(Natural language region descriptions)
........

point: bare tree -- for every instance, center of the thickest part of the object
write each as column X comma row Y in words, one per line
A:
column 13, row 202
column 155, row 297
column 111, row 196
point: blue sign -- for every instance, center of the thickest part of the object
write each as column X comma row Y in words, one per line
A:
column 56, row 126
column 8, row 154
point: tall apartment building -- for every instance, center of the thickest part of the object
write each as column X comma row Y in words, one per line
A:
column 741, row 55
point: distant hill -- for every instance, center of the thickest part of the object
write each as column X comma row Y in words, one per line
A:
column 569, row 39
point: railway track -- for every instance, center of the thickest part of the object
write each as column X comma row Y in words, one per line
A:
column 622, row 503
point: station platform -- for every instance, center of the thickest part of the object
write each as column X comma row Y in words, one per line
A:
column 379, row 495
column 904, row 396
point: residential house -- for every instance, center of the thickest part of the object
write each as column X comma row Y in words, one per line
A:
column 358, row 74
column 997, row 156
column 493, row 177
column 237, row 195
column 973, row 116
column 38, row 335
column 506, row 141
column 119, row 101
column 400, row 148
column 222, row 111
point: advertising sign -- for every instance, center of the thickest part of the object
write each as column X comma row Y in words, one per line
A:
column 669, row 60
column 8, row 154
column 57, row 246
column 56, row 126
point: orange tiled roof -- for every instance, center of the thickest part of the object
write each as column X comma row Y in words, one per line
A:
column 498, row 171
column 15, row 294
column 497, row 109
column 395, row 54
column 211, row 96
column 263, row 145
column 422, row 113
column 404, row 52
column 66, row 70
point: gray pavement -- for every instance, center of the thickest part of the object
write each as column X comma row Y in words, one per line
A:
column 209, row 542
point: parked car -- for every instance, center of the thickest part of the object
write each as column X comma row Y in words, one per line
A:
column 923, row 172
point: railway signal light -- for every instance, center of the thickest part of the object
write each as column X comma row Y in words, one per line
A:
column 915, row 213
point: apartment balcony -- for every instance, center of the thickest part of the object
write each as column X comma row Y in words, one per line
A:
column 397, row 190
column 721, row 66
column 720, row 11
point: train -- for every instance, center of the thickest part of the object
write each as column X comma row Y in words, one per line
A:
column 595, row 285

........

● **YOUR INSTRUCTIONS**
Go through the lines above. Select every one that has the string "apartment".

● **OUTPUT OF THE EXERCISE**
point: tall apartment building -- for every instance, center of the thickest part of the object
point: apartment balcony -- for every instance, center of the thickest part of the object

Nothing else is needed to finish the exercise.